| Description of the task |
Please copy every line of the material below, word for word.

(Dataset items)
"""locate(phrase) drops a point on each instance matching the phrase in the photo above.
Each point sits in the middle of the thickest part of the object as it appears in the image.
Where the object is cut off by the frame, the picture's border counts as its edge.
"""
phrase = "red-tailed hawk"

| Output of the exercise |
"""locate(phrase) drops a point on each instance matching the phrase in the photo above.
Each point sits in the middle of the thickest part of the object as it appears in the image.
Where the object is cut off by the frame, the picture's border counts as its edge.
"""
phrase = "red-tailed hawk"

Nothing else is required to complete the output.